## Exercise objective
A word-for-word copy of the records is needed, with every picture left out.
═════ Material shown ═════
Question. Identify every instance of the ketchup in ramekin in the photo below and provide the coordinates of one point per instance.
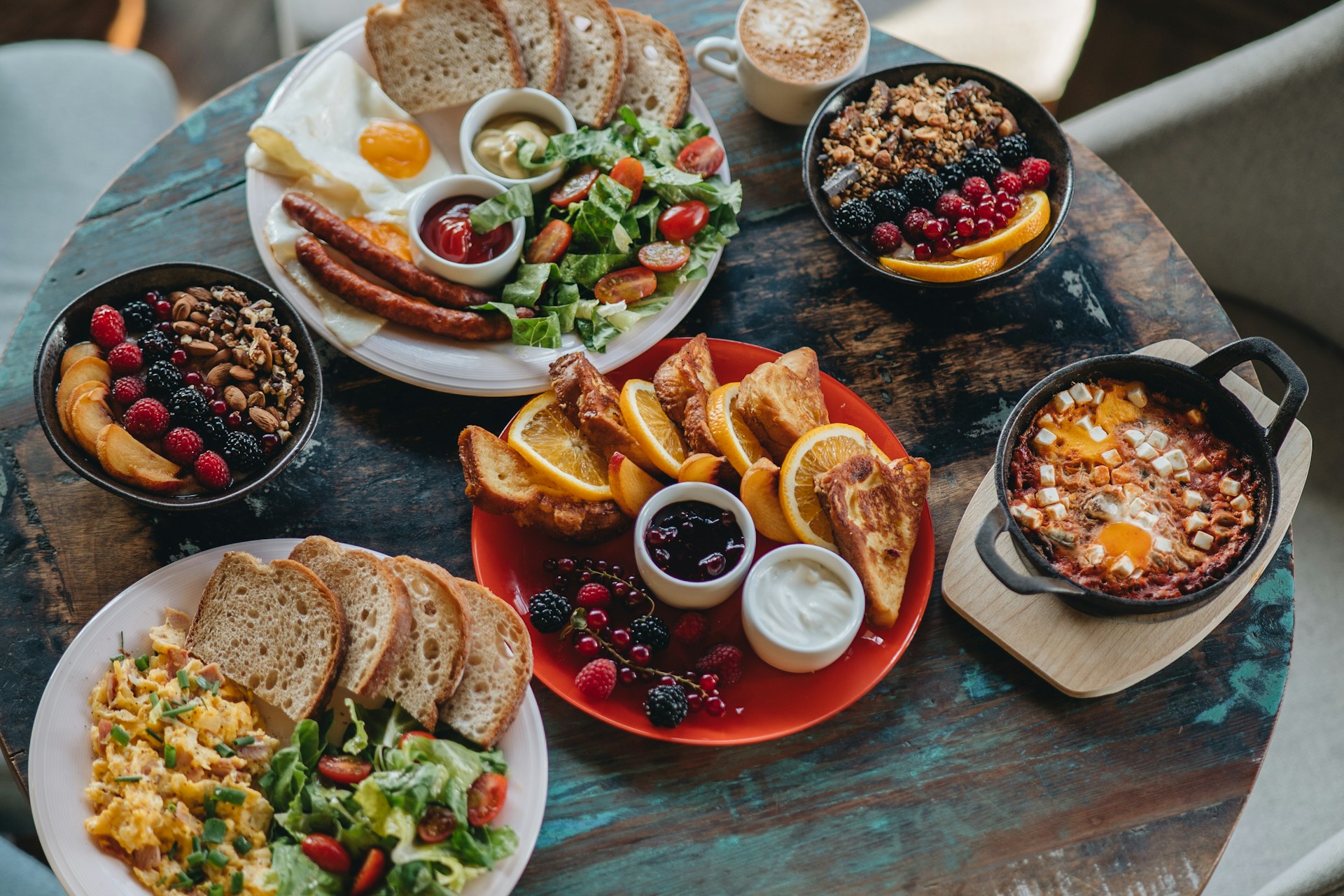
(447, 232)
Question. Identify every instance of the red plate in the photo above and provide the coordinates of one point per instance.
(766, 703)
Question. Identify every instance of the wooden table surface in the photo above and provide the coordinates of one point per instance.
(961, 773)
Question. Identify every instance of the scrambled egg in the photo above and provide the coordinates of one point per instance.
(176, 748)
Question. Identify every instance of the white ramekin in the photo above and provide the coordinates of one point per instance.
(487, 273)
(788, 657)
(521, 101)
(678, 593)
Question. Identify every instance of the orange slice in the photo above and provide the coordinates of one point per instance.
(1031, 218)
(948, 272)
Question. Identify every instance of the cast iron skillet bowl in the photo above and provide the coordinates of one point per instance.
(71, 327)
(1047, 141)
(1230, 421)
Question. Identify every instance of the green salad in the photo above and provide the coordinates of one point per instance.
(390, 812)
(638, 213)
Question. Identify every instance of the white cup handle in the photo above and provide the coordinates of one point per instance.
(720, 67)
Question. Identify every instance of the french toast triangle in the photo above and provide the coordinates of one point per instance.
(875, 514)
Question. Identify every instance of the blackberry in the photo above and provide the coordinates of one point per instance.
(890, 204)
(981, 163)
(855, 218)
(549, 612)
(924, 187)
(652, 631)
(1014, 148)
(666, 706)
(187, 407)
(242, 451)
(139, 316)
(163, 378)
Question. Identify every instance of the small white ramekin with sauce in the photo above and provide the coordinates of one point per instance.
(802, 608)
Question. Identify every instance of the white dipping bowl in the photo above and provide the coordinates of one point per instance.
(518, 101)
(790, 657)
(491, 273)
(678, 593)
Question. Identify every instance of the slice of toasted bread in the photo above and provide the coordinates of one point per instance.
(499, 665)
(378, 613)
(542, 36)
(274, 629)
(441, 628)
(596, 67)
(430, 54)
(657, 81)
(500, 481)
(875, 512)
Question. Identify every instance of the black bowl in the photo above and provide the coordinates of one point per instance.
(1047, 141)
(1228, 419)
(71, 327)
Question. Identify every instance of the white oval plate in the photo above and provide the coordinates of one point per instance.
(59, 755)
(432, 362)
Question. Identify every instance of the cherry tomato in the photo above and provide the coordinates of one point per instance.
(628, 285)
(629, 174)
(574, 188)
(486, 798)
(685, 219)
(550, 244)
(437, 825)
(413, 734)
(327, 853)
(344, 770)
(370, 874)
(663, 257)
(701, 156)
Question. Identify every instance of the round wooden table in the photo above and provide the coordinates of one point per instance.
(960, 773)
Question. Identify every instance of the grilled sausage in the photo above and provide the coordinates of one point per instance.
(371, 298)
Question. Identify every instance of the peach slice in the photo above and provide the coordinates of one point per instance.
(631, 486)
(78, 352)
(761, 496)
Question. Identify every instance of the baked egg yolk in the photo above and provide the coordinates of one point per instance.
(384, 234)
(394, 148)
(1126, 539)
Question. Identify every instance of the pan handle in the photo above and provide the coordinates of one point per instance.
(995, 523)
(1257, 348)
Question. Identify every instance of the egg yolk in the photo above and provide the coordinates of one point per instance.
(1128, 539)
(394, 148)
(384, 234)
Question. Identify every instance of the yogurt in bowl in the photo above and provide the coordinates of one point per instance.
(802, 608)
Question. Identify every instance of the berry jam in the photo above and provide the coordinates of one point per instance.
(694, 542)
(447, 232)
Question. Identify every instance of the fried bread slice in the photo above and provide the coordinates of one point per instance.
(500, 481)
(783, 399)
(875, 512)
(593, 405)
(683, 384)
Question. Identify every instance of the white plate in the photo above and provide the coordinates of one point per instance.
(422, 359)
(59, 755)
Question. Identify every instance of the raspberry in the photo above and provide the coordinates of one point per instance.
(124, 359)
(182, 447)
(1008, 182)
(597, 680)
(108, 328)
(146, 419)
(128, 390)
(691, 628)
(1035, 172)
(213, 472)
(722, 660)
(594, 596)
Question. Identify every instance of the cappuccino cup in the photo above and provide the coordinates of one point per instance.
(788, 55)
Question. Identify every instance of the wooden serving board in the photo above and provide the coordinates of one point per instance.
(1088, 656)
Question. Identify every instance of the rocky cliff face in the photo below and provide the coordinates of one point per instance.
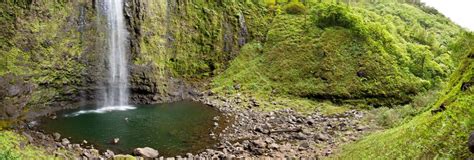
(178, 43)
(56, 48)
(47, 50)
═════
## Answer to the exercise
Question. Identify every instance of the ketchup in ramekin in the photo below and provide the coordinates of one point per instance.
(447, 232)
Question. Identify every instance of the red plate in the photo above and provide the coordinates of one point per instance.
(766, 703)
Question. Identify every instance of the wooden table surface in the photo above and provide the coordinates of one point per instance.
(961, 773)
Question. Identify every instance of the scrambled egg in the photo above and provide the coordinates of one point per instance.
(176, 748)
Question. Identify every instance of the white ramekin in the photo above and provide the coordinates of one point per instance.
(487, 273)
(788, 657)
(521, 101)
(678, 593)
Question. Identify every instance of the orange slice in the photo above and provide the coordinates of one point per instance.
(1031, 218)
(948, 272)
Question. Identify every instance of the cast iron skillet bowl in the photo above and provide the coordinates of one point per instance.
(71, 327)
(1047, 141)
(1230, 421)
Question. Identify every instance of the green salad in the photo above and provide the coordinates of one point per instance.
(390, 812)
(638, 213)
Question. Identify every instance of the white cup handle in the photo above and provide the coordinates of one point per instance.
(720, 67)
Question. Identify every instance of the french toast triangle in the photo above and provide the coordinates of one point per instance.
(875, 514)
Question. Identify every instance of the blackberry in the photo above and provide the coordinates of one point per instance.
(890, 204)
(981, 163)
(855, 218)
(549, 612)
(924, 187)
(652, 631)
(1014, 148)
(666, 706)
(187, 407)
(242, 451)
(139, 316)
(163, 378)
Question. Identify every instance of the small white ramekin with sauce in the photo above and provide the coordinates of one point per instance.
(802, 608)
Question. Identify every instance of the white dipping bowl in the photo above and provide the coordinates of one point per instance.
(518, 101)
(790, 657)
(491, 273)
(678, 593)
Question. Identify every instance of the slice of toasted bread in the photo above and provide the coordinates of one point per instance.
(499, 665)
(378, 613)
(542, 36)
(274, 629)
(441, 628)
(596, 67)
(430, 54)
(657, 81)
(500, 481)
(875, 512)
Question. Identify every instance of the black bowl in the photo above and provide the coordinates of one point per instance.
(1047, 141)
(1228, 419)
(71, 327)
Question. Identify every instance of the white oval plate in the photo above and provide the coordinates of one point per instance.
(59, 755)
(432, 362)
Question. Identify every instance of the cherry tomato in the photo above and provide the coordinates of one point per instance.
(628, 285)
(629, 174)
(574, 188)
(486, 798)
(685, 219)
(550, 244)
(437, 825)
(413, 734)
(327, 853)
(344, 770)
(370, 874)
(663, 257)
(701, 156)
Question. Identify every instance of the round wooden table in the photo above and provide the coordinates of one point per instance.
(960, 773)
Question. Identify every instance of the grilled sausage in the photo above and provide the coordinates of one point per instance.
(371, 298)
Question. Identify every instance of the peach slice in the photo above and provide the coordinates of one point per instance.
(631, 486)
(78, 352)
(761, 496)
Question. Identify every instance of the baked egg yolk in the photo above and provide the coordinates of one point per instance.
(384, 234)
(394, 148)
(1126, 539)
Question. Identify every instance of the pan handle in the photo above and provide the coordinates of one point per instance.
(995, 523)
(1257, 348)
Question. Identify every instance of the egg yolk in the photo above and provide the coordinates of one point per instance.
(1128, 539)
(394, 148)
(384, 234)
Question. Identify every instance of the yogurt in bowl in the photo above and provide the coordinates of one point per instance.
(802, 608)
Question. Identify every instance of the berry jam in the photo above and provide the coordinates of one point per instance.
(694, 542)
(447, 232)
Question. Identify every instance of the fried bread slice in the photo above and provide the coordinates of one point per instance.
(500, 481)
(783, 399)
(875, 512)
(593, 405)
(683, 384)
Question. Identify every instance of the white plate in the photo above and provide the coordinates of one point per instance.
(422, 359)
(59, 755)
Question. Identify every instance of the raspberry in the photo above and provide the coordinates of one point per instance.
(124, 359)
(182, 447)
(1008, 182)
(597, 680)
(108, 328)
(146, 419)
(128, 390)
(691, 628)
(1035, 172)
(213, 472)
(722, 660)
(594, 596)
Question. Identify every instance of the cappuccino cup in the photo above and provide the coordinates of one point per instance.
(788, 55)
Question. Identify every instance of the wooden serving board in the photo above and provide the coordinates of one point per instance.
(1088, 656)
Question. Identify every instance of the rocky cliff face in the photo below and provide the coordinates of one point per instance.
(178, 43)
(56, 48)
(47, 50)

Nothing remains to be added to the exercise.